* [Übungsziel]: Fasse bitte im Briefentwurf den Absatz nach der Anrede, der mit „Mein Herz steht so offen“ beginnt, als kurze Liste seiner wichtigsten Aussagen zusammen.

== Vorliegender Text

WG114 – Briefentwurf an Alma Mahler
Berlin, Sonntag, 25. Dezember 1910
M.[ein] geliebtes. Mein Herz
steht so offen. Ich bin immer
noch nicht offen genug. Ich muß
Dir alles sagen, alle Gedanken
Ängste, Zweifel an mir
an der Zukunft. Wir kennen
uns ja noch so wenig, haben
so weniges gesprochen, nur
bedeutungsvoll – glücklich
geschwiegen. Du mußt mehr
mit mir über diese Dinge
sprechen, mich Dein Vertrauen
fühlen lassen, mir von Deiner
Klugheit geben. Es geht vieles
durch meinen Sinn in
diesen Weihnachtstagen. Wieviel
gehört nicht zu einem glücklichen
Leben zu zweien. Wenn wir
alles überstehen, unser Ziel
erreicht haben, werde ich alles
notwendige besitzen, damit
wir in Frieden ein Kunst-
werk leben können. Du bist
gereift, hast schon ein Leben gelebt
bist mir immer einen Schritt
voraus. Was für Konsequenzen
werden sich für mich daraus
ergeben?, für mich als Mann?

====
== Auszüge der Datensätze

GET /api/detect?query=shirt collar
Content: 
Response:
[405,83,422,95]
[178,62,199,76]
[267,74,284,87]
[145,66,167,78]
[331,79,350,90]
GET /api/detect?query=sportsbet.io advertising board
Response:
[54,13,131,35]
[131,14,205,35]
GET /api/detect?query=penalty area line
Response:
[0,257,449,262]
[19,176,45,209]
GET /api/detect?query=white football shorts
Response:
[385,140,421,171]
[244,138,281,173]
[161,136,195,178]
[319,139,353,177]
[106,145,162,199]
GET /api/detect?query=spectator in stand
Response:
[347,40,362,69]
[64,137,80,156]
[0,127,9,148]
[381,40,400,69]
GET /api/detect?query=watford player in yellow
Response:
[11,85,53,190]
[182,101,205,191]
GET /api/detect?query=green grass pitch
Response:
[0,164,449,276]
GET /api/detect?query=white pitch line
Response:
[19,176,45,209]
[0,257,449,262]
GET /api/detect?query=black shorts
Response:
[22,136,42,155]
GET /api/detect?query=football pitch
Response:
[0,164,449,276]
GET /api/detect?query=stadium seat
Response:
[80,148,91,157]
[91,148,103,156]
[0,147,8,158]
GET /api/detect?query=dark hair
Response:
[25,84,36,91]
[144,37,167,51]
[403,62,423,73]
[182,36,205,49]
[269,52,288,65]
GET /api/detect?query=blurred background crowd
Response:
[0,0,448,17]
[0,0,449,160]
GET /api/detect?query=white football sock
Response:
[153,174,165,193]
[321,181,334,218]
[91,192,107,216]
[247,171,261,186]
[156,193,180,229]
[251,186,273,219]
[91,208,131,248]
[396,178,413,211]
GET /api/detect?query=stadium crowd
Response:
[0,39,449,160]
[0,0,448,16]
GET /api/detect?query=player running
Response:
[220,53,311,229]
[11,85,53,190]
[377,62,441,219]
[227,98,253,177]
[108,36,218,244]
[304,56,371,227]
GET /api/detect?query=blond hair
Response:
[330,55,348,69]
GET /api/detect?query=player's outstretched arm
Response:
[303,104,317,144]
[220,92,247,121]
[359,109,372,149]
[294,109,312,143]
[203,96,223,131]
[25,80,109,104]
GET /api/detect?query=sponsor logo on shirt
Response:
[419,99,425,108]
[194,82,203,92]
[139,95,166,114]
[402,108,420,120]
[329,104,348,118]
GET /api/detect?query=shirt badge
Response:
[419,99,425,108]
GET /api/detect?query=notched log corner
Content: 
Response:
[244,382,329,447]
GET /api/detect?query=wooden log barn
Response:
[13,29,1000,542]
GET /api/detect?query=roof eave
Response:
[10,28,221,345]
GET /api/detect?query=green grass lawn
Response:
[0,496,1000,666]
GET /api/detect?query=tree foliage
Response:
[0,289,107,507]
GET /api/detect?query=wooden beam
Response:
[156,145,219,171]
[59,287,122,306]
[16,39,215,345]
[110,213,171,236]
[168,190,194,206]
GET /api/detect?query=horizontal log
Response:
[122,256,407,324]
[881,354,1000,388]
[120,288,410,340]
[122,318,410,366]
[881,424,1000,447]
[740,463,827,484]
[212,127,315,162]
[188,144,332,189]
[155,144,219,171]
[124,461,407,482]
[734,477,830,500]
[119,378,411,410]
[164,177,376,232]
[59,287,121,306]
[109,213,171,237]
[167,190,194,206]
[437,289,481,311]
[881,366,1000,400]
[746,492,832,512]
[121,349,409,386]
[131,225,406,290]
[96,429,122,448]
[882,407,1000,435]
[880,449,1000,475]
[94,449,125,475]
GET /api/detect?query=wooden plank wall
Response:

====

* [Antwort zur Aufgabe]:
- Das Herz steht offen, doch noch nicht offen genug.
- Der Adressatin sollen alle Gedanken, Ängste und Zweifel an sich selbst und an der Zukunft gesagt werden.
- Beide kennen sich noch wenig, haben wenig gesprochen und eher bedeutungsvoll und glücklich geschwiegen.
- Bitte an sie: mehr über diese Dinge sprechen, Vertrauen spüren lassen, von ihrer Klugheit geben.
- In den Weihnachtstagen gehen viele Gedanken darüber durch den Sinn, wie viel zu einem glücklichen Leben zu zweien gehört.
- Wenn alles überstanden und das Ziel erreicht ist, wird alles Notwendige da sein, um in Frieden „ein Kunstwerk leben“ zu können.
- Sie ist gereift, hat schon ein Leben gelebt und ist immer einen Schritt voraus.
- Offene Frage: Welche Konsequenzen ergeben sich daraus für den Schreibenden „als Mann“?